• WHAT YOU NEED TO DO
Starting at the first line of the material below, retype each line exactly until you reach the line with "- Object to find: sky", which is also included; pictures stay out.

[INPUT FOR THIS TASK Boundary: Start]

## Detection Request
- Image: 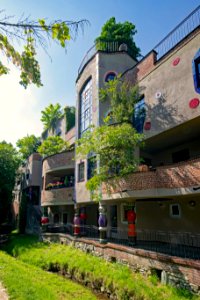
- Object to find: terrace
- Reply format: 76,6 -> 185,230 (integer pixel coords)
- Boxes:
77,5 -> 200,76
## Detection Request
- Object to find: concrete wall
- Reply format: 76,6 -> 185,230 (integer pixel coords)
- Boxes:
136,197 -> 200,234
125,28 -> 200,139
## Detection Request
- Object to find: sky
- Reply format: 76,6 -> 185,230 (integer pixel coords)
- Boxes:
0,0 -> 200,146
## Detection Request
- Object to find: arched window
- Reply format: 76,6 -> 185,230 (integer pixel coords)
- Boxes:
80,78 -> 92,136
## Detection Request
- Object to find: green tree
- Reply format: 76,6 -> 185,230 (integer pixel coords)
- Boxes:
0,13 -> 87,88
95,17 -> 140,59
41,103 -> 63,134
0,141 -> 21,224
37,136 -> 69,157
64,106 -> 76,132
76,78 -> 144,200
100,75 -> 140,123
16,135 -> 41,160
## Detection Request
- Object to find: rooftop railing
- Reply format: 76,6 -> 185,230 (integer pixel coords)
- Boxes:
154,5 -> 200,59
78,6 -> 200,76
78,41 -> 130,76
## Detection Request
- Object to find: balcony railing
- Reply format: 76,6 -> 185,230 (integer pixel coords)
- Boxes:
154,5 -> 200,59
41,187 -> 74,206
78,41 -> 131,76
44,224 -> 200,259
102,156 -> 200,194
78,6 -> 200,77
43,151 -> 74,174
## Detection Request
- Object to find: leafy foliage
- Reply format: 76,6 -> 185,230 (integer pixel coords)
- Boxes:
64,106 -> 76,132
76,122 -> 143,199
41,103 -> 63,134
16,134 -> 41,160
0,141 -> 21,224
37,136 -> 69,156
0,14 -> 88,87
95,17 -> 140,59
100,75 -> 140,123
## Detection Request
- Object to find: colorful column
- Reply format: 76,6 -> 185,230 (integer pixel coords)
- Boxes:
98,202 -> 107,244
73,205 -> 80,237
80,207 -> 87,236
127,208 -> 136,245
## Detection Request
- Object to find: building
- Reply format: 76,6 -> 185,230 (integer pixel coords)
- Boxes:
43,6 -> 200,291
13,153 -> 42,234
41,110 -> 76,231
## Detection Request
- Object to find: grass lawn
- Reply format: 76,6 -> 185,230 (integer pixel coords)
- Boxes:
0,249 -> 96,299
2,233 -> 199,300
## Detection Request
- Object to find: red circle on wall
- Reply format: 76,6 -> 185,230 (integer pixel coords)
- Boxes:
189,98 -> 200,109
144,121 -> 151,130
172,57 -> 180,66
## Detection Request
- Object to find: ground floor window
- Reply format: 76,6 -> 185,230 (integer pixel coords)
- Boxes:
170,204 -> 181,218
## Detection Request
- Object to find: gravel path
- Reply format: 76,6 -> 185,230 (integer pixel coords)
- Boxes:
0,282 -> 9,300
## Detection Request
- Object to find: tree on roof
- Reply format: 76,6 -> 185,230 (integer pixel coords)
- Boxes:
41,103 -> 63,134
95,17 -> 140,60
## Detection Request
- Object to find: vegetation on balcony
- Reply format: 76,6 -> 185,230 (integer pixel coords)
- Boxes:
46,176 -> 74,190
76,77 -> 144,200
2,234 -> 197,300
95,17 -> 140,59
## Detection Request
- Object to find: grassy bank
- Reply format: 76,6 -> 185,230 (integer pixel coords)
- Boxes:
2,233 -> 199,300
0,244 -> 97,299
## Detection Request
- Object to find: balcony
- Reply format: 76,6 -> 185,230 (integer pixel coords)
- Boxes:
102,157 -> 200,197
41,187 -> 74,206
43,151 -> 74,175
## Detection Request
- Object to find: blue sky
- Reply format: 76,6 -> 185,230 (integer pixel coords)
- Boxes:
0,0 -> 199,145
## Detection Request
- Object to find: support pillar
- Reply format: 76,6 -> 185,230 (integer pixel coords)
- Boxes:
98,202 -> 107,244
80,207 -> 87,236
73,205 -> 80,237
127,207 -> 136,245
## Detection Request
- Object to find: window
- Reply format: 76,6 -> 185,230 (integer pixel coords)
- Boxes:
87,157 -> 97,180
121,204 -> 135,223
80,79 -> 92,136
105,72 -> 116,82
192,49 -> 200,94
170,204 -> 181,218
78,162 -> 85,182
172,149 -> 190,163
195,57 -> 200,88
133,97 -> 146,133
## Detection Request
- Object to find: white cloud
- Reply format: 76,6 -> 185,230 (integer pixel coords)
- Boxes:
0,64 -> 43,146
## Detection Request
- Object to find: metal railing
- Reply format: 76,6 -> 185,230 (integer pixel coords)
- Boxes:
154,5 -> 200,59
78,41 -> 129,75
44,224 -> 200,259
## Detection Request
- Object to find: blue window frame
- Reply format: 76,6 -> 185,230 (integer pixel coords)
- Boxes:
80,79 -> 92,136
133,97 -> 146,133
192,48 -> 200,94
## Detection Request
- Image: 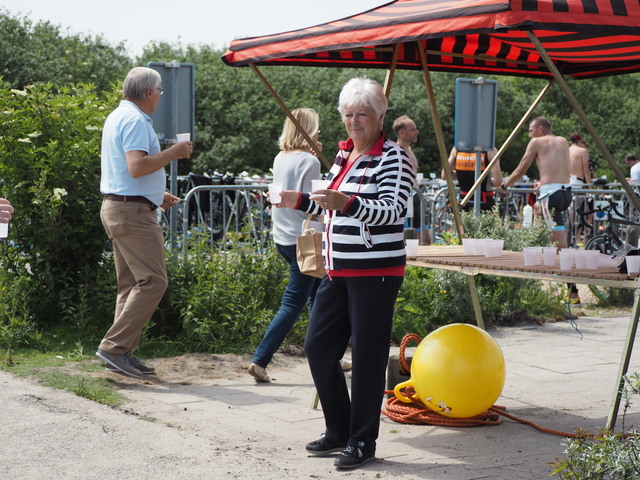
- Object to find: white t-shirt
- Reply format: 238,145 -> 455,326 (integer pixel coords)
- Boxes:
271,150 -> 322,246
630,162 -> 640,183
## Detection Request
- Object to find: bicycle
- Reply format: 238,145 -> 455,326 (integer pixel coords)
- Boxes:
583,197 -> 640,255
581,197 -> 640,304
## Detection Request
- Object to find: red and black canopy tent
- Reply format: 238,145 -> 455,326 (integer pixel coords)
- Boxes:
222,0 -> 640,212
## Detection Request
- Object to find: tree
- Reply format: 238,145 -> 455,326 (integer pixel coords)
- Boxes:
0,9 -> 131,92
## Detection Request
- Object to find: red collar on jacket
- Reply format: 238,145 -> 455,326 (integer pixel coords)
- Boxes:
337,132 -> 386,158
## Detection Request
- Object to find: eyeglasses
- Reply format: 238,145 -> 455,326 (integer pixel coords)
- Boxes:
156,87 -> 164,95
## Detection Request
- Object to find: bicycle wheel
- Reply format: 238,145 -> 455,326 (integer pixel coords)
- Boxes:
584,235 -> 614,255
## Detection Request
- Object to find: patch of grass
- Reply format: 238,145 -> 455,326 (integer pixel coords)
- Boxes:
1,350 -> 126,407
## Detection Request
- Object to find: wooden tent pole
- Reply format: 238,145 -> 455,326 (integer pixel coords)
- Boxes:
383,44 -> 401,98
418,42 -> 485,330
417,43 -> 463,239
526,32 -> 640,213
461,79 -> 554,207
249,63 -> 332,171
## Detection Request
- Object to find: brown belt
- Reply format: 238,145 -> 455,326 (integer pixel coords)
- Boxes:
104,194 -> 157,210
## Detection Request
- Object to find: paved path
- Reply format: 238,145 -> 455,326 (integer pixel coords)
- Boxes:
1,313 -> 639,479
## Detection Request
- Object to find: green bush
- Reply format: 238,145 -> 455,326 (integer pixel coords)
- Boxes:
140,233 -> 289,355
551,373 -> 640,479
0,81 -> 119,345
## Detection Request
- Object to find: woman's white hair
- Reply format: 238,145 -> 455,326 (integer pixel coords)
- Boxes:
337,77 -> 388,119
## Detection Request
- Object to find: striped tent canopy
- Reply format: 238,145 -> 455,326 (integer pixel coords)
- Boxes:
222,0 -> 640,79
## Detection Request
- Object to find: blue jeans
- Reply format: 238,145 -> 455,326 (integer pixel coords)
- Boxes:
252,243 -> 321,368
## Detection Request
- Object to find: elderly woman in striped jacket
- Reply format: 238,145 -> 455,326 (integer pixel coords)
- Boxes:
274,77 -> 416,470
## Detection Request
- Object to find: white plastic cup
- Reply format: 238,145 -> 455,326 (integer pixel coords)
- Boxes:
0,222 -> 8,238
484,239 -> 504,258
559,250 -> 574,271
406,239 -> 419,258
523,246 -> 542,266
585,250 -> 600,270
416,173 -> 424,183
268,183 -> 283,203
542,247 -> 557,266
626,255 -> 640,274
462,238 -> 478,255
176,133 -> 191,142
311,179 -> 330,192
574,250 -> 587,269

[INPUT FOR THIS TASK Boundary: End]

• TASK SOLUTION
## Detection Request
- Image: 
- Object to find: terrace
- Reply format: 76,6 -> 185,230 (integer pixel coords)
- Boxes:
77,5 -> 200,76
## Detection Request
- Object to find: concrete wall
- Reply format: 76,6 -> 185,230 (integer pixel coords)
- Boxes:
136,197 -> 200,234
125,28 -> 200,139
## Detection Request
- Object to find: sky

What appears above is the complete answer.